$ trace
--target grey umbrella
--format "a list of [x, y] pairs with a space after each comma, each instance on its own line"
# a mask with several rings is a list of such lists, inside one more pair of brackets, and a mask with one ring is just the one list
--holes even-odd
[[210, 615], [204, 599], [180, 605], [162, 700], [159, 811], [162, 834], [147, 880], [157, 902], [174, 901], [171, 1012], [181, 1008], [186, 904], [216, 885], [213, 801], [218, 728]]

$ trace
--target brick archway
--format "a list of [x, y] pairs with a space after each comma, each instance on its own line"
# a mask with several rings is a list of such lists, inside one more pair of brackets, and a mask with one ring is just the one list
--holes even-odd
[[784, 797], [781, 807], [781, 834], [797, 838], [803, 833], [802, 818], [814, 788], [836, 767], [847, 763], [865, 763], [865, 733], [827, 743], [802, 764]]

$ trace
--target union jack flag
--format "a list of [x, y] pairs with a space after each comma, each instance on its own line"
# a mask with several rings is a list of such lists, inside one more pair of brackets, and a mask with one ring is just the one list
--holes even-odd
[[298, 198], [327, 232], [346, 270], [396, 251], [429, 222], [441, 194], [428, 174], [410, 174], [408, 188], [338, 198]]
◆ ◆ ◆ ◆
▸ Task to complete:
Word for word, set down each line of the material.

▸ Task output:
$ trace
--target grey umbrella
--format "a list of [x, y] pairs with a space after each comma, each instance on its own line"
# a mask with several rings is a list of such lists, inside one more pair of brackets, and a mask with one ring is just the one list
--holes even-odd
[[210, 615], [204, 599], [180, 605], [162, 700], [159, 811], [162, 834], [147, 880], [157, 902], [174, 901], [171, 1012], [181, 1008], [186, 904], [216, 885], [213, 801], [218, 728]]

$ trace
--target brick archway
--format "a list of [x, y] pairs with a space after each comma, each instance on its own line"
# a mask with several rings is a list of such lists, inside one more pair of brackets, and a mask with one ring is just the one list
--holes even-odd
[[784, 797], [781, 807], [781, 834], [797, 838], [803, 833], [802, 818], [814, 788], [836, 767], [847, 763], [865, 763], [865, 733], [827, 743], [802, 764]]

$ trace
--target union jack flag
--format "a list of [x, y] pairs with a space after each comma, each instance on its own line"
# a mask with several rings is a list of such lists, inside one more pair of brackets, and a mask with one ring is just the one list
--holes even-odd
[[298, 198], [327, 232], [346, 270], [396, 251], [429, 222], [441, 194], [428, 174], [410, 174], [408, 188], [338, 198]]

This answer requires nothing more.